Parts of the exercise
a) Name every award or prize whose winners are announced in the RSVP awards news.
b) According to the RSVP awards news, what have both Colby Book Prize awardees been invited to do?
c) Extend the RSVP awards news past its last line.

Peterson Award Winner Announced

June 17, 2021

RSVP is pleased to announce Mary Shannon as the 2021-2022 recipient of the Peterson Fellowship for her project on “Billy Waters, Periodicals, and Nineteenth-Century Popular Culture.” Committee members lauded her work on Billy Waters, a Black entertainer who received coverage in the transatlantic periodical press, as “a fascinating and timely project.” They also noted its potential to contribute to current critical conversations about “undisciplining” Victorian studies, about “vernacular culture” in its complexity, and about disability in the Victorian period.

Congratulations to Mary and thanks to all who submitted applications for this year’s award!

Filed Under: Awards News, RSVP News

Congratulations to Our Prize Winners!

June 16, 2021

We have a number of exciting announcements regarding our annual prizes and awards. Read on for project details for our Field Development Grant, Colby Book Prize, and inaugural Sally Mitchell Dissertation Prize. Congratulations to all our winners and many thanks to all who submitted projects for consideration!

Congrats to Our Field Development Grant Winner

This year’s recipients of the RSVP Field Development Grant are Dino Felluga, Adrian Wisnicki, and Kenneth Crowell, for their project, “Recovering BIPOC Voices from the Victorian Periodical Press.”

The decision committee deemed this project “a master class in decolonial recovery work that could offer a powerful intervention in the current state of the field’s methodological representation.”

Inaugural Sally Mitchel Dissertation Prize Winner

This year’s recipient of our first-ever Sally Mitchell Dissertation Prize is Ann Hale, for her project, “Business Matters: Legal Structures, Roles, People, and Places in the Nineteenth-Century Press—A Case Study of George Newnes Limited.”

The decision committee offered the following comments on Hale’s project:

“In her comprehensive and compelling study of George Newnes Limited, Ann Hale’s [dissertation] uncovers and assesses the vital role of business and legal frameworks in the periodical press. Her project enables readers to better appreciate the consequences of sole proprietorship, partnerships, and companies and the mutability of these legal and business structures. Drawing on an impressive array of documents, visualizations, maps, and other data as part of a Scalar Digital Supplement, she constructs a carefully scaffolded study that draws well on existing periodicals scholarship and literary theory, including the idea of the chronotope, Guillory’s ideas of remediation, and Linda Hughes’ ‘sideways theory,’ along the way bringing numerous hidden players in the publishing work to light and convincing her readers why, as her title tells us, ‘Business Matters.’”

Two other outstanding dissertations received honourable mentions from the decision committee: Victoria Clarke’s “Reading and Writing the Northern Star, 1837-1847” and Stephan Pigeon’s “The Labour, Law, and Practice of Circulating Journalisms in the British News and Periodical Press, 1842-1911.”

2021 Robert and Vineta Colby Book Prizes Announced

This year, two awardees were selected: The Periodical Press in Nineteenth-Century Ireland, by Elizabeth Tilley, and The Edinburgh History of the British and Irish Press: Volume 2, Expansion and Evolution, 1800-1900, edited by David Finkelstein. Both awardees have been invited to give a keynote lecture at this year’s RSVP conference.

The committee offered the following comments on the two texts:

Elizabeth Tilley, The Periodical Press in Nineteenth-Century Ireland (Palgrave, 2020)

Dataset records
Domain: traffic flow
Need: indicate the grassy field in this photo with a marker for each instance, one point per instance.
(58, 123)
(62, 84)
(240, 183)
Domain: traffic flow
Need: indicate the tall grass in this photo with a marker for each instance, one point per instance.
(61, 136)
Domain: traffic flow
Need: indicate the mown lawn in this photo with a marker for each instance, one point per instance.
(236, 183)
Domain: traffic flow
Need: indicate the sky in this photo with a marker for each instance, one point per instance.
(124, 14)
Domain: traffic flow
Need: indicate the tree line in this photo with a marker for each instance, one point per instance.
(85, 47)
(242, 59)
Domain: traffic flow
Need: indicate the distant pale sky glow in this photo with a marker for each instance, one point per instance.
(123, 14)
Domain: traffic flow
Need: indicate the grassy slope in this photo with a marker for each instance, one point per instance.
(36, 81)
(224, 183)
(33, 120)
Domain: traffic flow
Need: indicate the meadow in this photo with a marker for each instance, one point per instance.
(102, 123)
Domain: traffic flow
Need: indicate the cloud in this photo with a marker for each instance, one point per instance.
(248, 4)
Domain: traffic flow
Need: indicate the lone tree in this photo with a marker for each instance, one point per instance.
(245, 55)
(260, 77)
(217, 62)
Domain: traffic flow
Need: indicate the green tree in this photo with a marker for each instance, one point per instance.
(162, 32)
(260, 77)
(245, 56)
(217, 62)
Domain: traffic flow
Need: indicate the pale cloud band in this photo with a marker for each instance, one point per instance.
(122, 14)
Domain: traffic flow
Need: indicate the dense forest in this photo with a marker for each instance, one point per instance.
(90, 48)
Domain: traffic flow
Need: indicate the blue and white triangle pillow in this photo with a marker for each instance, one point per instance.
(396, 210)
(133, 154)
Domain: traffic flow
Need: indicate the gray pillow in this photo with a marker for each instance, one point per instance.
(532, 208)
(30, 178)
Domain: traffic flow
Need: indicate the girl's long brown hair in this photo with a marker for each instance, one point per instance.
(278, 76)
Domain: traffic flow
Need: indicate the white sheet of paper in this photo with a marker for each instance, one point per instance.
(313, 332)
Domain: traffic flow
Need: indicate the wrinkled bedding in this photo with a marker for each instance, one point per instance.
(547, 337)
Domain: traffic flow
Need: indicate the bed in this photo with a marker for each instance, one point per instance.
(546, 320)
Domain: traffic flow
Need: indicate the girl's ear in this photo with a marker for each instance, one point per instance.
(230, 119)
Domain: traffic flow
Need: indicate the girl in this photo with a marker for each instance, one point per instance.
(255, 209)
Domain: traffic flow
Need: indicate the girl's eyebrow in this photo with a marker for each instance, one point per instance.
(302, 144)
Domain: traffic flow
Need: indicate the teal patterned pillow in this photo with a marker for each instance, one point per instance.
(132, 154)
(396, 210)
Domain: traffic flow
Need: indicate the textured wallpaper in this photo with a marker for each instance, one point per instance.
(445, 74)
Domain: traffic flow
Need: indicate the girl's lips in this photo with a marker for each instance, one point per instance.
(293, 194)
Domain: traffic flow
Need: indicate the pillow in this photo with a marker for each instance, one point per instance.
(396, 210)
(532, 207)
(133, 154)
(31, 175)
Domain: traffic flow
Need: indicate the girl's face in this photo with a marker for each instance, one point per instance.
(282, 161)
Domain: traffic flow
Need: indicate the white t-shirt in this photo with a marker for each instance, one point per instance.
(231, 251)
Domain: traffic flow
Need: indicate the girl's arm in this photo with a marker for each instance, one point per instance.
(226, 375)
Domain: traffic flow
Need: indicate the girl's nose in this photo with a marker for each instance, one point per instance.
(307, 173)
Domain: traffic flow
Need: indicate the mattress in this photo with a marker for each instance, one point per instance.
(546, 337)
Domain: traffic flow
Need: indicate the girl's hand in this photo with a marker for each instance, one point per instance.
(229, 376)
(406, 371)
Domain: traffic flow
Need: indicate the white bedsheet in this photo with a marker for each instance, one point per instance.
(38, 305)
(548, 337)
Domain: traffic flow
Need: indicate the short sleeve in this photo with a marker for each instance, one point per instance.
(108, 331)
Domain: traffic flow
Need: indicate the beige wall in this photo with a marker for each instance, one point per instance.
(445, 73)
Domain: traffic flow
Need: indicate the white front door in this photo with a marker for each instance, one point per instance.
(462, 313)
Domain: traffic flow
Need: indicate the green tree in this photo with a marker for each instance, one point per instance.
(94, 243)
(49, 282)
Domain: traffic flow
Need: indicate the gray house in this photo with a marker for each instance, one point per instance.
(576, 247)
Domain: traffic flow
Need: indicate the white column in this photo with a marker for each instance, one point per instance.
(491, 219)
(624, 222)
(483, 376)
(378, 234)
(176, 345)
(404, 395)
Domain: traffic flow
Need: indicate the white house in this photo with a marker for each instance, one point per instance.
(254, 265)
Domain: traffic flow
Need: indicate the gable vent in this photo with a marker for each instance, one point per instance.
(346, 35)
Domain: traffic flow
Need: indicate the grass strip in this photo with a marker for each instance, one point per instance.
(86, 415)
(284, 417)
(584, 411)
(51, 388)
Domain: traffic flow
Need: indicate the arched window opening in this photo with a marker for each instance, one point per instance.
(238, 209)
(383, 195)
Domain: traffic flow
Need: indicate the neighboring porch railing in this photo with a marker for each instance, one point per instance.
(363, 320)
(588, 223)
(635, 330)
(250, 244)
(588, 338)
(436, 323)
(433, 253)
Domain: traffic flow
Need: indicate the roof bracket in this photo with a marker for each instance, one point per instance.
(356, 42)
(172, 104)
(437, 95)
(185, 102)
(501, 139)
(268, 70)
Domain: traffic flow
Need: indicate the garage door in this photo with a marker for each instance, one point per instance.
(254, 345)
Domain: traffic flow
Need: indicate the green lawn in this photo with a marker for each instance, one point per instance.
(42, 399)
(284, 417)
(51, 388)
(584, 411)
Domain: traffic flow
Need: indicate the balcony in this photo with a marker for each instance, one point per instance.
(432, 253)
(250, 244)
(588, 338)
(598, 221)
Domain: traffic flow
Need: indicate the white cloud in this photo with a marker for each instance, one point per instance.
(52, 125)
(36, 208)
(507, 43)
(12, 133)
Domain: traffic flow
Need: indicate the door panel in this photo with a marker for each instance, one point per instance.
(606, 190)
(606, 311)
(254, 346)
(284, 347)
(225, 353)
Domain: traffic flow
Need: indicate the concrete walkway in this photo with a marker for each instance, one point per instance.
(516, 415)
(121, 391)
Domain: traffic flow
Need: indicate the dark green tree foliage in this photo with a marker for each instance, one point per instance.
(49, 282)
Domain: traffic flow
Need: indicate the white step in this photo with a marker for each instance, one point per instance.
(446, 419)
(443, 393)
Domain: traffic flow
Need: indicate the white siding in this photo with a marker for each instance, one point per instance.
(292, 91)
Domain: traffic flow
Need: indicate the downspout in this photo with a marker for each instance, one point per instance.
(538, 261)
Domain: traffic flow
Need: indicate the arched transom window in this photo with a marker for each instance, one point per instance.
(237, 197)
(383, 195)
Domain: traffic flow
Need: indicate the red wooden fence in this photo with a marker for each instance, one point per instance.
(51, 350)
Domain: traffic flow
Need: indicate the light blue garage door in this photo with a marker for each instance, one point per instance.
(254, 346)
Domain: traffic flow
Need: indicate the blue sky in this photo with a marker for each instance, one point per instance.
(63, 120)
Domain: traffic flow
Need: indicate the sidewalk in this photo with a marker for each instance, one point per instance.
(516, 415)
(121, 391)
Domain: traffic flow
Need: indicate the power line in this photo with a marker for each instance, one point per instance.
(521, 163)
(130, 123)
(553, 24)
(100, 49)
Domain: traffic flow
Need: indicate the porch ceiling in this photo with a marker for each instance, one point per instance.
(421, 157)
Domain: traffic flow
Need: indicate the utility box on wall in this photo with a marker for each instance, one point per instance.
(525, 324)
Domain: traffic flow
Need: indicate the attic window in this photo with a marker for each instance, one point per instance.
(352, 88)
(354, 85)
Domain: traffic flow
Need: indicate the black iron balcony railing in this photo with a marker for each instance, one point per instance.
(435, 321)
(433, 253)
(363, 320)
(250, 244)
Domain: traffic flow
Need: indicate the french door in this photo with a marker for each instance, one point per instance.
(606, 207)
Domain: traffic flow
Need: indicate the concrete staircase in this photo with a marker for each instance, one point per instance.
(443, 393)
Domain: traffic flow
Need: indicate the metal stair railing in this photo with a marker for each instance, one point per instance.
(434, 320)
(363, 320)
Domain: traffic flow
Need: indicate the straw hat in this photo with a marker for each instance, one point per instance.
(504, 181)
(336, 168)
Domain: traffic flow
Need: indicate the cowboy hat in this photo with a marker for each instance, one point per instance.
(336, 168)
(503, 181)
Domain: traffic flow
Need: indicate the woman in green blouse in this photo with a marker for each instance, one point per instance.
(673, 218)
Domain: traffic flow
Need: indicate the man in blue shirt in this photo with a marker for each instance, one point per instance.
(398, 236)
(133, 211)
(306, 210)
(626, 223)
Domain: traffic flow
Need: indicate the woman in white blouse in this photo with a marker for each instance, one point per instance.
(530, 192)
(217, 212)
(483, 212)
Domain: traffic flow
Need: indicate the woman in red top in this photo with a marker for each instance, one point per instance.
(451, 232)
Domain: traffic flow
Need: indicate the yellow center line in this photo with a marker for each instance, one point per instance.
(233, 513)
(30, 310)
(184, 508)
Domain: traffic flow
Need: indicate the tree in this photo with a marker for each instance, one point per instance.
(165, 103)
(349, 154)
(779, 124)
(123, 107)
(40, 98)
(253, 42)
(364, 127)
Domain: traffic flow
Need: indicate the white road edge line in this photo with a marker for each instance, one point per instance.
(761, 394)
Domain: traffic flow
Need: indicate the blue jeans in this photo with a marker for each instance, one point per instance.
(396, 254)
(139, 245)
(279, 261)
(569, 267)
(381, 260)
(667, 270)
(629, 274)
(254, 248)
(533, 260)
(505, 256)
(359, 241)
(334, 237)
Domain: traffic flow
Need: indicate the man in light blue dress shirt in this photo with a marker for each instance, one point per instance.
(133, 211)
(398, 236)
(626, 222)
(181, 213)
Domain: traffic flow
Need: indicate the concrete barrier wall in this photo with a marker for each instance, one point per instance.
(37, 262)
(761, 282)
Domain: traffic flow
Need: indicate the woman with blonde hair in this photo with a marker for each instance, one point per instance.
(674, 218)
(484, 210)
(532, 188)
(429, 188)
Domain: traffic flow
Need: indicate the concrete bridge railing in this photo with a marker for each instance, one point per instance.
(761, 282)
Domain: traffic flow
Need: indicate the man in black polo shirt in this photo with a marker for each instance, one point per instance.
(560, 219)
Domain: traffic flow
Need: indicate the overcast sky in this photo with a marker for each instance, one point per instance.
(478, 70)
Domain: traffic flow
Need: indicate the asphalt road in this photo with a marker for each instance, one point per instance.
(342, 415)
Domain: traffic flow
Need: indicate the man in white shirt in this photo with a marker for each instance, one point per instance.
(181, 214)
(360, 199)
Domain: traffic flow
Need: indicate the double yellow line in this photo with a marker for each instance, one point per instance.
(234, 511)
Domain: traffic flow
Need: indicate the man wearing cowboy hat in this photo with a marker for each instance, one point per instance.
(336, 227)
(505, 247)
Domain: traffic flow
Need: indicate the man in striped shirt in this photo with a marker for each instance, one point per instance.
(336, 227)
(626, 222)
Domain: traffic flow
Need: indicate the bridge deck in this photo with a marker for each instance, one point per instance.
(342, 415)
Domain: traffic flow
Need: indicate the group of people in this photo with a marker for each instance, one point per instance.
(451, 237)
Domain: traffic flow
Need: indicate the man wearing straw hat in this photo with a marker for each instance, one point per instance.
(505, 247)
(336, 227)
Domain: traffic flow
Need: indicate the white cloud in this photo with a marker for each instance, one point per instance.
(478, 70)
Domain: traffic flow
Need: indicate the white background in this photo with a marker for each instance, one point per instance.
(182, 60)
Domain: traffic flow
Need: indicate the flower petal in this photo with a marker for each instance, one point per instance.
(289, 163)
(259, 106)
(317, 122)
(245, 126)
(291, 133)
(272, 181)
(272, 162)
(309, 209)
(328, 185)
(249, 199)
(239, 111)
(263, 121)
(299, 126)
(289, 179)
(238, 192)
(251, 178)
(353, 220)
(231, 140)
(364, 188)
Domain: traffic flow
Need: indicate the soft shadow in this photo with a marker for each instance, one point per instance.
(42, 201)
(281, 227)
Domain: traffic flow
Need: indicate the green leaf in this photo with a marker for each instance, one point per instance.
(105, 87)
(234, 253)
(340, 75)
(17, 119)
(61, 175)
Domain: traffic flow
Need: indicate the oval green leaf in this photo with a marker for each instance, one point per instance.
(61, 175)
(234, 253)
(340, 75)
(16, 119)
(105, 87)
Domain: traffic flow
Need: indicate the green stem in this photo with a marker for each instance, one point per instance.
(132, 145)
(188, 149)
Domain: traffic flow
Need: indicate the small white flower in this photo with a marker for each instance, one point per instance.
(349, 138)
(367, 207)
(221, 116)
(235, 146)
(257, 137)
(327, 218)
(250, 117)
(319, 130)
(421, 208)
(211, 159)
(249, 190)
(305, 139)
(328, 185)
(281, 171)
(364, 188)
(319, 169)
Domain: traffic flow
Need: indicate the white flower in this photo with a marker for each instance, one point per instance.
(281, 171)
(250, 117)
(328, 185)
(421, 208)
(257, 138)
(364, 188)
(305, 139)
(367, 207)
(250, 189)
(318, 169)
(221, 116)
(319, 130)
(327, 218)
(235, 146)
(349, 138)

Per-task answers
a)
Peterson Fellowship
Field Development Grant
Sally Mitchell Dissertation Prize
Robert and Vineta Colby Book Prize

b) Give a keynote lecture at this year's RSVP conference.

c)
In her monograph, Elizabeth Tilley focuses on monthly and weekly periodicals, selecting representative journals to give an overview of Irish periodical literature throughout the century, a subject that certainly deserves this type of focused attention. Her research (funded by a Curran Award in 2015) is impeccable, and her analysis is nuanced and detailed. Tilley often chooses to address little-known periodicals (domestic, trade, popular press, etc.), demonstrating their contributions to the Irish periodical field and their interactions with regional and national politics and economics, as well as showcasing their relevance to British periodical culture.

As part of this study, Tilley has included a lengthy appendix with excerpts from a series of articles by Christopher Clinton Hoey that were originally published in The Irish Builder in 1877-78. These excerpts give an overview of the Irish press during the period and provide an excellent resource for both scholarly research and teaching. In this way, Tilley’s volume is both monograph and scholarly edition, a notable and important resource for the field of nineteenth-century periodical studies.

David Finkelstein, ed., The Edinburgh History of the British and Irish Press: Volume 2, Expansion and Evolution, 1800-1900 (Edinburgh UP, 2020)

As part of a three-volume series from Edinburgh University press, David Finkelstein’s compendious collection includes contributions from forty-eight authors who address the development of British and Irish periodical culture throughout the nineteenth century. It is a remarkable resource that both draws from previous scholarship and contributes new knowledge to the field, with a wide range of topics and perspectives, and with welcome attention to diversity and transnational connections. The combination of overview essays accompanied by narrow and pointed case studies give the volume an impressive breadth and depth. It will be valuable for a wide range of readers, from those who are orienting and contextualizing as they first come to periodical studies, to those who are already specialists in the field.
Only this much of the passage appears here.